Given text
Before meeting with the specialist, I was called into the principal's office - a principal who was not generally a bad one - and told that we would be asked some questions. It was all very strange and I would love for someone to shed light on this if it makes sense (Debbie?), but I was told that the principal and I would both be asked if we thought that Denise's emotional problems led to her acting out and her problems with learning. The principal told me that our only option was to say no, that we thought they were totally unrelated. I disagreed and told her so and got something about "district services" and was told again to say no.
I don't really know what that meant, but my guess is that if the child was not responsible for her behavior because of emotional problems, that the district would have to provide services, while if she was responsible, we could just blame the parents and move one. Again, I'd love it if anyone could clear that up.
We had the meeting, with the awful, awful special education woman who was rude, overbearing, and elitist, blaming Denise's mother, who sobbed through the whole meeting. Did I mention that this mother was one of the few mothers I've met with who took responsibility for her child and didn't just deny that there was a problem? She said that she's been wanting help for her daughter for years and she just didn't know how to go about it. Instead of giving her help, the special ed woman just made her feel bad with her condescending ways and flat-out blame.
When it came time for the questions, the principal said that no, she did not think that Denise's emotional problems related to her problems at school. The woman wrote that down and turned to me. I said that I disagreed and that I thought her problem at school had everything to do with her emotional problems. I was asked to restate that. I did. Everyone looked at me and the principal argued. I restated again. The special ed woman dealt with this treachery by being even meaner to the mother who had to leave because she was so upset. I was reprimanded, but - since I already had tenure - couldn't be fired.
The child was placed in a counseling-enriched small special day class where she needed to be and has a full-time aide.
The special ed woman is no longer in the district, the principal has changed schools and I have left.
This is one of the situations that I really, really wish I had videotaped.

Parts of the exercise
(1) In the account of the special education meeting, what kind of class was the child placed in?
(2) Reproduce the part of the account of the special education meeting starting at "The child was placed" and ending at "I have left.".

Records supplied

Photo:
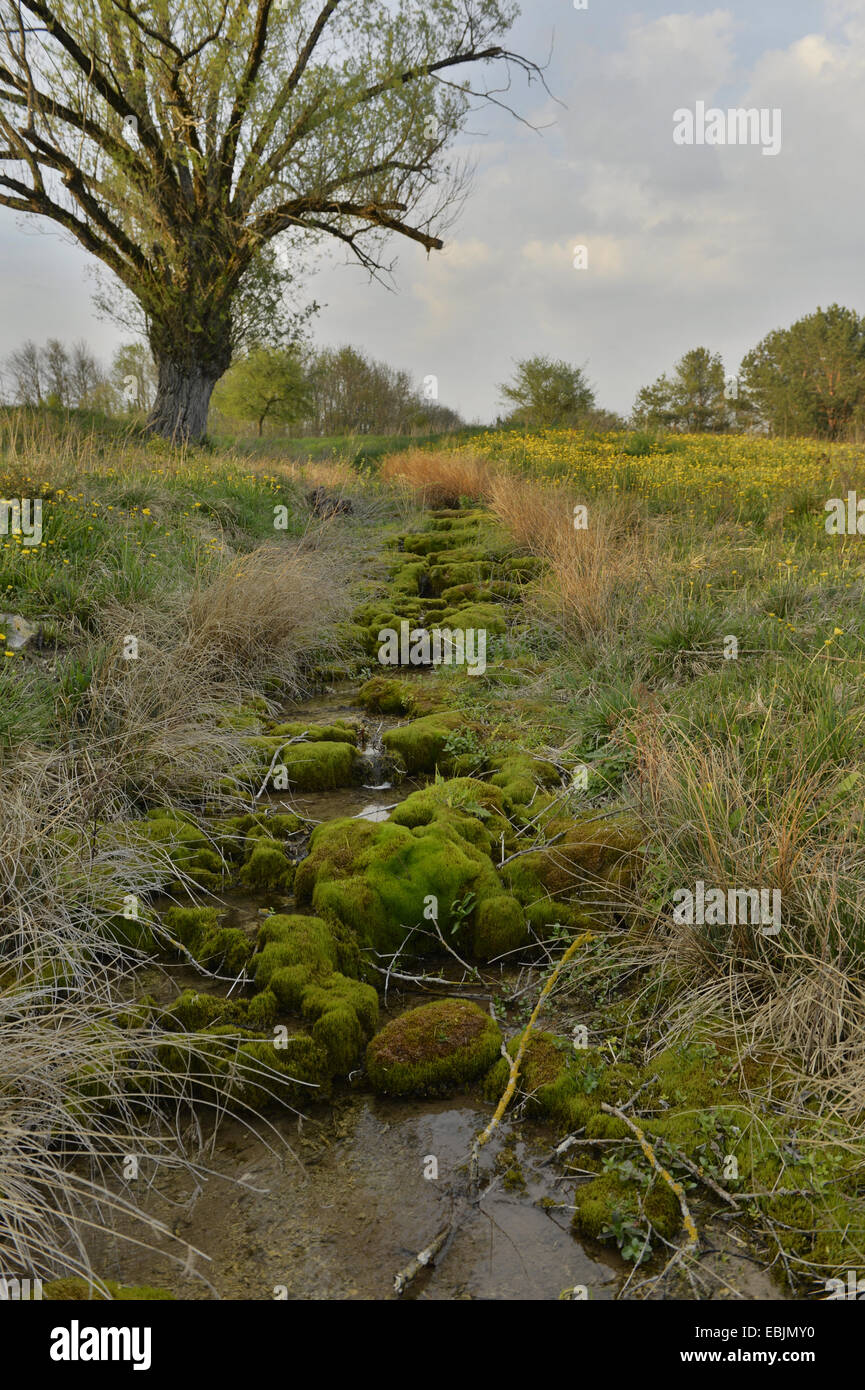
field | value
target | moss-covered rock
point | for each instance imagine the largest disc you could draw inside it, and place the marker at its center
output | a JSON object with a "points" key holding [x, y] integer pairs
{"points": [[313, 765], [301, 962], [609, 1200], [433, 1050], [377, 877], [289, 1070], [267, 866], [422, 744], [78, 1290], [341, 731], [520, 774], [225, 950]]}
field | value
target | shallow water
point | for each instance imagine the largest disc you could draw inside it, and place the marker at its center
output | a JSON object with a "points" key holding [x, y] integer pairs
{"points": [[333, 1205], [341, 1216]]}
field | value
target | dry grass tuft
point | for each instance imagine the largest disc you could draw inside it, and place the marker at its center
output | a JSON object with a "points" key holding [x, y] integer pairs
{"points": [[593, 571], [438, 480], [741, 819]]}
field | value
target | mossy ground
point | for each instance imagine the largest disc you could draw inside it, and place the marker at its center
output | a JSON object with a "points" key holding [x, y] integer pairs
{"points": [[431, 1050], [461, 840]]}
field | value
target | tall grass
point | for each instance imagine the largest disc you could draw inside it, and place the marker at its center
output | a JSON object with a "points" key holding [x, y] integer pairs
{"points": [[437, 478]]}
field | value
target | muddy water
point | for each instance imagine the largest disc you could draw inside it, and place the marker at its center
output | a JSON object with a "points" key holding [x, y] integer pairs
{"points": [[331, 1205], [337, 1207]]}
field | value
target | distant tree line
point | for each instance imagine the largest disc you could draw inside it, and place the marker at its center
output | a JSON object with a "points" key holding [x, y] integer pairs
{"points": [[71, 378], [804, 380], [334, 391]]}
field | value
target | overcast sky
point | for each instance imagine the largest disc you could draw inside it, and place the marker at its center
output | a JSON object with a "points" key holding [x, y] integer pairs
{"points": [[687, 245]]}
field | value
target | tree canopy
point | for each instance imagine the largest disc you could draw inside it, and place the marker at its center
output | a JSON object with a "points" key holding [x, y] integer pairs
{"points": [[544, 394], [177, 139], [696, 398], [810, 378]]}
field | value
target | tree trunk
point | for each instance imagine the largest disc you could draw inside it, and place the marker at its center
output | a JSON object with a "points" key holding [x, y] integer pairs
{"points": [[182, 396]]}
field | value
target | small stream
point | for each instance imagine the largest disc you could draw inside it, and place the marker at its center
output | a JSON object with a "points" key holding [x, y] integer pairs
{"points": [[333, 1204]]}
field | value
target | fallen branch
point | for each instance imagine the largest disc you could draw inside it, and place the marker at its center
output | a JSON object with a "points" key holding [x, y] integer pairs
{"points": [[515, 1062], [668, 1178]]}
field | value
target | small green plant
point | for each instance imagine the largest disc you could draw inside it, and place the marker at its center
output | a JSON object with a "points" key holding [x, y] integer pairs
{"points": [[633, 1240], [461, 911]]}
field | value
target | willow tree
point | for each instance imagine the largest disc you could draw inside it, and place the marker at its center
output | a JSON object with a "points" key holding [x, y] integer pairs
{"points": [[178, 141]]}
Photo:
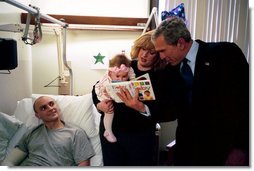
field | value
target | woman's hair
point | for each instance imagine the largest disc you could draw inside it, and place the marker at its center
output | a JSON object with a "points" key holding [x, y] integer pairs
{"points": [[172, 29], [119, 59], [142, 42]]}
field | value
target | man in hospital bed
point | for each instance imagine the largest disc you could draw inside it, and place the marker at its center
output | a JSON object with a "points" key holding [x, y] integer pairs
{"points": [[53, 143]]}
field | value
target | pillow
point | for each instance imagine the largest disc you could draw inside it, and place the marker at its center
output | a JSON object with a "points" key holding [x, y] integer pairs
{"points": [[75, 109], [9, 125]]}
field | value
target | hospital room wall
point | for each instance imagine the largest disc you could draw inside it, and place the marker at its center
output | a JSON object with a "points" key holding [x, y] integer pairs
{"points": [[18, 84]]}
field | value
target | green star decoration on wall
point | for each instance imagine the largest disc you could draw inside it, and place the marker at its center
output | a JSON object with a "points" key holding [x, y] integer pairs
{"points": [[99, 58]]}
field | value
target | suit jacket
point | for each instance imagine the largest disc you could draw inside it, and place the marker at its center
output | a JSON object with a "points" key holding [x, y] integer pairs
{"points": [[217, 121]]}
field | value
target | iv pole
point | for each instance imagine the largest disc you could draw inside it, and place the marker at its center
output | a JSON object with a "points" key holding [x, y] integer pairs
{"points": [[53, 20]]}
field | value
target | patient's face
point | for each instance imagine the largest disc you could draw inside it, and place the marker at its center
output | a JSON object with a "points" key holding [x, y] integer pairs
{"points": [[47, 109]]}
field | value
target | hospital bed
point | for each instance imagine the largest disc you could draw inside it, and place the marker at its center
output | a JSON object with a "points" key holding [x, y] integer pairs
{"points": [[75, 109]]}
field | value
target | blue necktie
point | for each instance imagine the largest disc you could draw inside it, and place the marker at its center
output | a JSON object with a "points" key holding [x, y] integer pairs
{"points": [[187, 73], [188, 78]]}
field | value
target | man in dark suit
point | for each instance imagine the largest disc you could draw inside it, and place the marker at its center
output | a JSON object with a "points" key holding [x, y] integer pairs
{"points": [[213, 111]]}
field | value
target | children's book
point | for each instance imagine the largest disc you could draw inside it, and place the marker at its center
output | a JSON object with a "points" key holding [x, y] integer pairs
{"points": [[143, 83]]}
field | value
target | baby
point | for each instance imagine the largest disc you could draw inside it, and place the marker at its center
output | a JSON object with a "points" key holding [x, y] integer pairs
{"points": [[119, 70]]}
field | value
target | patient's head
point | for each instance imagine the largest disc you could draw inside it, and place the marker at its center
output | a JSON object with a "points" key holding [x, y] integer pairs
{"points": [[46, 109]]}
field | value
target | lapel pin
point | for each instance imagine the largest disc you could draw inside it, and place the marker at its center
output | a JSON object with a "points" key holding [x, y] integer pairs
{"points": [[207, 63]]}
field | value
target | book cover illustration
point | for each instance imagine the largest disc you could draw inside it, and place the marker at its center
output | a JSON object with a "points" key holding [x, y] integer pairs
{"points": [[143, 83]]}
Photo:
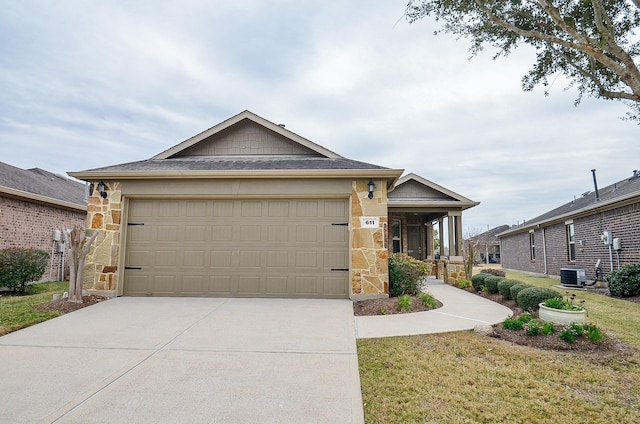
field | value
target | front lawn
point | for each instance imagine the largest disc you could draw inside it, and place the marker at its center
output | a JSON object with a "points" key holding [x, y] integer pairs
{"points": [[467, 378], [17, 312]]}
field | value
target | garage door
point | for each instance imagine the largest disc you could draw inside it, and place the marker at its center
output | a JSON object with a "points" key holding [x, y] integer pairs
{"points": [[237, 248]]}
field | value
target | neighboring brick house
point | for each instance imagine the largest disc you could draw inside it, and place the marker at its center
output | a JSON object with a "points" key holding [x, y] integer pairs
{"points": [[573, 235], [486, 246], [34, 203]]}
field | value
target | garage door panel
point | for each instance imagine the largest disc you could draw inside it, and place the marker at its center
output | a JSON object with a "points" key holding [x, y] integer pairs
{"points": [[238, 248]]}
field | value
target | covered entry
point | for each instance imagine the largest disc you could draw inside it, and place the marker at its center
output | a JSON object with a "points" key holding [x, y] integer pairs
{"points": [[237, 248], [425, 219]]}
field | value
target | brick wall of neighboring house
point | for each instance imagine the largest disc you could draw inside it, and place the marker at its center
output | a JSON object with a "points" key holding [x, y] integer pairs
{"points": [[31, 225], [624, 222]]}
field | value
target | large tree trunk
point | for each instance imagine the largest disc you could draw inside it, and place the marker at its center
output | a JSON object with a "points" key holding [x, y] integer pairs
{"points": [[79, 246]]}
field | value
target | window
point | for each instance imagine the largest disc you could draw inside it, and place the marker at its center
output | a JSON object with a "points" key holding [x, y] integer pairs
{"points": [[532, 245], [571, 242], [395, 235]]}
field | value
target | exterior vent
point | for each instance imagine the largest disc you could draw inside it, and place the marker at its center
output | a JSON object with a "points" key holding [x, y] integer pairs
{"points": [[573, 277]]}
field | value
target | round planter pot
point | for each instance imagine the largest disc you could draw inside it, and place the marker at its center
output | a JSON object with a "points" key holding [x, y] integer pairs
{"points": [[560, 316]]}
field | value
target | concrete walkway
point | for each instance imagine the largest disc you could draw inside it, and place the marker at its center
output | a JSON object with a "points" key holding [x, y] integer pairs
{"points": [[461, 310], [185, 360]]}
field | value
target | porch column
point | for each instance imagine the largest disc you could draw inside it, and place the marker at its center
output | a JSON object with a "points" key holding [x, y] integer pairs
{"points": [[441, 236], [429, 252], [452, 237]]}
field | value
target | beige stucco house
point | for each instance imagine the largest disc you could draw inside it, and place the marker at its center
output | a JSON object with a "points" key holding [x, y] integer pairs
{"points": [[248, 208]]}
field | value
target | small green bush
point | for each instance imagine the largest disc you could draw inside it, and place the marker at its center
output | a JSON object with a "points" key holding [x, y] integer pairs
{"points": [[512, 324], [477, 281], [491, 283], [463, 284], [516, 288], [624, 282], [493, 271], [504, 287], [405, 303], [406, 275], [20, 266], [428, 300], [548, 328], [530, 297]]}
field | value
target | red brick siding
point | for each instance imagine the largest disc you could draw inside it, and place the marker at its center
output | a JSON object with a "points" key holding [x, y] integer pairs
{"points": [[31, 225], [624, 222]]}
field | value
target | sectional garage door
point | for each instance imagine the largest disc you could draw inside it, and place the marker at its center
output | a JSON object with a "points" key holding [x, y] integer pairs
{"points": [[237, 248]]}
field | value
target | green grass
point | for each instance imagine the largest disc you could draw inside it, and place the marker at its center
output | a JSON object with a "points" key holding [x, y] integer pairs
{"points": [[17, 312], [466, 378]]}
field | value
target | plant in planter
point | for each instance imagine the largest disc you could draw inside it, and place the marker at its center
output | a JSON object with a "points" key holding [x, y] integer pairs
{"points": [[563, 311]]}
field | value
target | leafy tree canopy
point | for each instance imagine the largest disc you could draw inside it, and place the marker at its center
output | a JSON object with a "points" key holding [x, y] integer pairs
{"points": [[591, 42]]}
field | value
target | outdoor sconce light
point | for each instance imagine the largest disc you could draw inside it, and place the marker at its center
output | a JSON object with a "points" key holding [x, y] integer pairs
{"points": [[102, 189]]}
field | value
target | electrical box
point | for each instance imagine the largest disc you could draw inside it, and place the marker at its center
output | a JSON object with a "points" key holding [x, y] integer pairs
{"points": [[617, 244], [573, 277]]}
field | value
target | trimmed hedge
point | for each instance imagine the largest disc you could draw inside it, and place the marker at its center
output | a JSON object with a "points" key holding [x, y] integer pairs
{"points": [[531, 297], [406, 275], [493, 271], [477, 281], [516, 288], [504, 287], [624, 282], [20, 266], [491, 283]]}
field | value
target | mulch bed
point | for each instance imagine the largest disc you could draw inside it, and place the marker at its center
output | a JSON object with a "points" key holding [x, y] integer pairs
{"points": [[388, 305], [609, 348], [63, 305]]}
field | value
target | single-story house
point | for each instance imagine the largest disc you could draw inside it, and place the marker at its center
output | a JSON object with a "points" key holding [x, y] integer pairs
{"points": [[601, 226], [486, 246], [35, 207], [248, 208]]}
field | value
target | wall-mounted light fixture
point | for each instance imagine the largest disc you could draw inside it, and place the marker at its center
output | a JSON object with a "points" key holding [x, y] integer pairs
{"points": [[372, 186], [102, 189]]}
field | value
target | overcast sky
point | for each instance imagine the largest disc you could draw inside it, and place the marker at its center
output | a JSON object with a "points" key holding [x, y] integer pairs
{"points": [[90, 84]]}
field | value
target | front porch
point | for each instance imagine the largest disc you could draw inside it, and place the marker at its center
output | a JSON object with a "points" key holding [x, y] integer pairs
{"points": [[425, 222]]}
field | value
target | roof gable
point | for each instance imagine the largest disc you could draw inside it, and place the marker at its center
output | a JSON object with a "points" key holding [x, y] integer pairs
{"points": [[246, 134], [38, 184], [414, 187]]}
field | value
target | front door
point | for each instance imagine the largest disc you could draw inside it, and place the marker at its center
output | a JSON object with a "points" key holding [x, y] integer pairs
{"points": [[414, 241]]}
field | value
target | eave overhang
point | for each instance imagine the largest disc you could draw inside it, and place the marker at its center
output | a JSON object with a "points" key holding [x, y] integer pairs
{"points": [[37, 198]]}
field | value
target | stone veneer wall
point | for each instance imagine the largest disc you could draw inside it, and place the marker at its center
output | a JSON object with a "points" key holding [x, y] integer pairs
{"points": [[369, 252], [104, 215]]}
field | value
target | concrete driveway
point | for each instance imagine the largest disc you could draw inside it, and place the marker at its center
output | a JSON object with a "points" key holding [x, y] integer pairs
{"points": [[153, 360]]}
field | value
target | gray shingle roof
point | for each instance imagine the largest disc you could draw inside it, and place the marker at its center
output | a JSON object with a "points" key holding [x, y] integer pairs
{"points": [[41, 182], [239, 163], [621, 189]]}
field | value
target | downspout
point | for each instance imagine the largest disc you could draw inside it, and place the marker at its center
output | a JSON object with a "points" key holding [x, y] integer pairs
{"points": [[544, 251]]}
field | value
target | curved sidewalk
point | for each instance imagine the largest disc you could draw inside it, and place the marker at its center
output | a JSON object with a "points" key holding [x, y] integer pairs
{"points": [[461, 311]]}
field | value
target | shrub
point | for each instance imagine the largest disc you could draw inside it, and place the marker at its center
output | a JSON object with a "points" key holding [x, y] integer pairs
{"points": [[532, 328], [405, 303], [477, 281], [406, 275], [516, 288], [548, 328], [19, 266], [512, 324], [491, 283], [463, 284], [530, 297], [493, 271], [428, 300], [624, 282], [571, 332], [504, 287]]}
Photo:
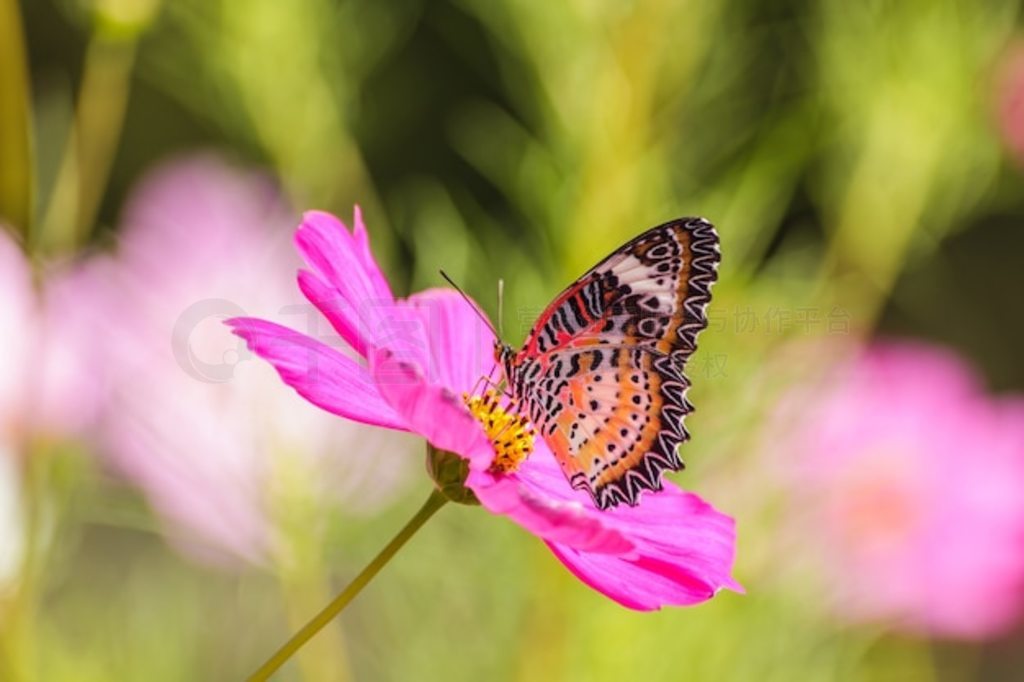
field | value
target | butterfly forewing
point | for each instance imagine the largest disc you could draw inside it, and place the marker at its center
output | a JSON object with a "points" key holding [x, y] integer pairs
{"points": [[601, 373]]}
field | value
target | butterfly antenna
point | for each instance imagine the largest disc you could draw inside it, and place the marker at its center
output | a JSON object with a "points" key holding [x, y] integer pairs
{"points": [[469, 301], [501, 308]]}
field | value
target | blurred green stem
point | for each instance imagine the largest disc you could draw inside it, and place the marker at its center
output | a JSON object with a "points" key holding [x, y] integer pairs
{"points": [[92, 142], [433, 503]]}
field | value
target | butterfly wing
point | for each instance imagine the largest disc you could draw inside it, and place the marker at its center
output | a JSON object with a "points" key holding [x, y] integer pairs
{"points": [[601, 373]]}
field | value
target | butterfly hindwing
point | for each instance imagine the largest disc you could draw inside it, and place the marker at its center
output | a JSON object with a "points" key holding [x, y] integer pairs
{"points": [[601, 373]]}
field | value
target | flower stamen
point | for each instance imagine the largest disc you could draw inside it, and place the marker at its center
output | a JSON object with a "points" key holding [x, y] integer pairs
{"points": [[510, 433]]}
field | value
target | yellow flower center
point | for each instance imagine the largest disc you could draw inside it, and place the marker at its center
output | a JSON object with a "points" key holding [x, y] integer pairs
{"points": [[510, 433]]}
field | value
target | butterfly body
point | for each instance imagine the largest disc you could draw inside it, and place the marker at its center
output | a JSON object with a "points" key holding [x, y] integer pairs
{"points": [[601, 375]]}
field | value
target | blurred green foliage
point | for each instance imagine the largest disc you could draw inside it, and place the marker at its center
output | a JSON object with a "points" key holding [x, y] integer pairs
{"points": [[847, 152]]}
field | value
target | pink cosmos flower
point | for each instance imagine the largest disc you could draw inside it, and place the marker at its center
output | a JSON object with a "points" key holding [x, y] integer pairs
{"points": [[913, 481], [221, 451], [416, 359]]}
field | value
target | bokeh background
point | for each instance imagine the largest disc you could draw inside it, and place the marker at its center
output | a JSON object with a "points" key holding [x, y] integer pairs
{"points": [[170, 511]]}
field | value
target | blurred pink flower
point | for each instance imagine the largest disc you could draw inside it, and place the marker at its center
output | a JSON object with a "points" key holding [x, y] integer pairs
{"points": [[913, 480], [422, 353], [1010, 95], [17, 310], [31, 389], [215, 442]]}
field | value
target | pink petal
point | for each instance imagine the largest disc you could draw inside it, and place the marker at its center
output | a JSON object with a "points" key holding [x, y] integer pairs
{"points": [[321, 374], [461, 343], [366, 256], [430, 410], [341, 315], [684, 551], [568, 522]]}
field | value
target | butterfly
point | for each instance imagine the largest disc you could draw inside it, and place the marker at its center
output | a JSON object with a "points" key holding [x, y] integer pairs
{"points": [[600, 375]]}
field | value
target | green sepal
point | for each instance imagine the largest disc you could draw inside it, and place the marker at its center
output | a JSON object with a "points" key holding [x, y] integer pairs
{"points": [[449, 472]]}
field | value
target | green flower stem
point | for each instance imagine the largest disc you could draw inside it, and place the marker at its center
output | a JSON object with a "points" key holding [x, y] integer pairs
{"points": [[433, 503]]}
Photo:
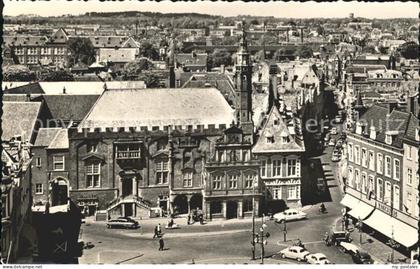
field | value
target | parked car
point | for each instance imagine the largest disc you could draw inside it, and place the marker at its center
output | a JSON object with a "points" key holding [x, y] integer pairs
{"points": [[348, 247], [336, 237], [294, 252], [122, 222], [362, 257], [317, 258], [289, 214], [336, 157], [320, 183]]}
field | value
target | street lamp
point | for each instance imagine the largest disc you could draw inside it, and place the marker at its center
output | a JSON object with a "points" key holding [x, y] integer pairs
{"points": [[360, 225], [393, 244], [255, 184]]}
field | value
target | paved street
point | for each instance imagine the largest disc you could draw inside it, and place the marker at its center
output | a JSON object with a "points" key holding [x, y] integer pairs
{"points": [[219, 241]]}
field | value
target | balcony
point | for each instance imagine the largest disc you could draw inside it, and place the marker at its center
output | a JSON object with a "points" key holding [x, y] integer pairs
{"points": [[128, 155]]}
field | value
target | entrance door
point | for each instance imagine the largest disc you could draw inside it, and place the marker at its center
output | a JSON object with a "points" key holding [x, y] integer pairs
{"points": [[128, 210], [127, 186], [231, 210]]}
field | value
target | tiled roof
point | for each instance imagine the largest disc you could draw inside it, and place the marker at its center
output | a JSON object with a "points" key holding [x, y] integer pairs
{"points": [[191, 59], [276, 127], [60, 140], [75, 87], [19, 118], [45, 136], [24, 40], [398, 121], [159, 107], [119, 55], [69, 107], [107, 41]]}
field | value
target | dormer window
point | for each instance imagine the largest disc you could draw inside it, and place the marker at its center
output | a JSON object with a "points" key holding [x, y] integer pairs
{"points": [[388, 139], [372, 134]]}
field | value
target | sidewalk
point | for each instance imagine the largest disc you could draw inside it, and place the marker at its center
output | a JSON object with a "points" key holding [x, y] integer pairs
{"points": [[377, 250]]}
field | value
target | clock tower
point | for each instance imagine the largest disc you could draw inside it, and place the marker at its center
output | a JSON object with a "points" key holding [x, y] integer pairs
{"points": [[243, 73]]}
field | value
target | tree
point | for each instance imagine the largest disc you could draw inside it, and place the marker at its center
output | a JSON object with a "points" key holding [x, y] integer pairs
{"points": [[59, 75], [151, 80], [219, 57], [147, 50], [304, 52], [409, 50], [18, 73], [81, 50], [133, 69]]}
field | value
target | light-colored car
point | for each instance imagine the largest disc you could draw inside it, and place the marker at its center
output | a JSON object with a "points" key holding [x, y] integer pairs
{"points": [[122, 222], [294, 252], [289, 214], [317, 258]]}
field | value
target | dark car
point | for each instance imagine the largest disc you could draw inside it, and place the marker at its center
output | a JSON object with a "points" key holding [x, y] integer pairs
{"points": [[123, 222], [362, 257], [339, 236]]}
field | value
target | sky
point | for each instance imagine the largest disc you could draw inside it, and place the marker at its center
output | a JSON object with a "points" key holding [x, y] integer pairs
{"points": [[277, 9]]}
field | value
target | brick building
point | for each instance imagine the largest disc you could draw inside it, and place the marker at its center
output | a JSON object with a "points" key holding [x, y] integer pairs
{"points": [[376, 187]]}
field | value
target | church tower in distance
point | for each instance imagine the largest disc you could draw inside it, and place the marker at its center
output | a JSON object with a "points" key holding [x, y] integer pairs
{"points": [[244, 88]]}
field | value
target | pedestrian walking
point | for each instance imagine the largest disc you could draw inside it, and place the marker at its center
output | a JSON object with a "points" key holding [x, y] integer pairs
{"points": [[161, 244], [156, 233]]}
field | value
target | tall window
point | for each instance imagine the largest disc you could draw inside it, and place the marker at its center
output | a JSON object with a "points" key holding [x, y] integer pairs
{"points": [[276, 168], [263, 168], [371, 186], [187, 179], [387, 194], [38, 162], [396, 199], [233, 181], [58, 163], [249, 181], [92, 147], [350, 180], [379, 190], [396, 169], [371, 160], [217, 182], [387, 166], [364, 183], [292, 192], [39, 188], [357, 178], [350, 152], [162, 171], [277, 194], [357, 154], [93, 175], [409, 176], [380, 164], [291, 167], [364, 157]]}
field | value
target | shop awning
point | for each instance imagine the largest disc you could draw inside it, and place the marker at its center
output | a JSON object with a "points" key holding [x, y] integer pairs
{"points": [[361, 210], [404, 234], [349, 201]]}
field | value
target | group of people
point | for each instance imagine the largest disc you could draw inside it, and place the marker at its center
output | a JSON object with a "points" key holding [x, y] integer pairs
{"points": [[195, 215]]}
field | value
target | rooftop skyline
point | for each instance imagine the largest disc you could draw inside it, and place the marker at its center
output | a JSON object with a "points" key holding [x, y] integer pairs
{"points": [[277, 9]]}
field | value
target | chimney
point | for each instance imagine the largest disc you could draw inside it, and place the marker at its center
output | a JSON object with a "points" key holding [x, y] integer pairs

Per-task answers
(1) A counseling-enriched small special day class.

(2)
The child was placed in a counseling-enriched small special day class where she needed to be and has a full-time aide.
The special ed woman is no longer in the district, the principal has changed schools and I have left.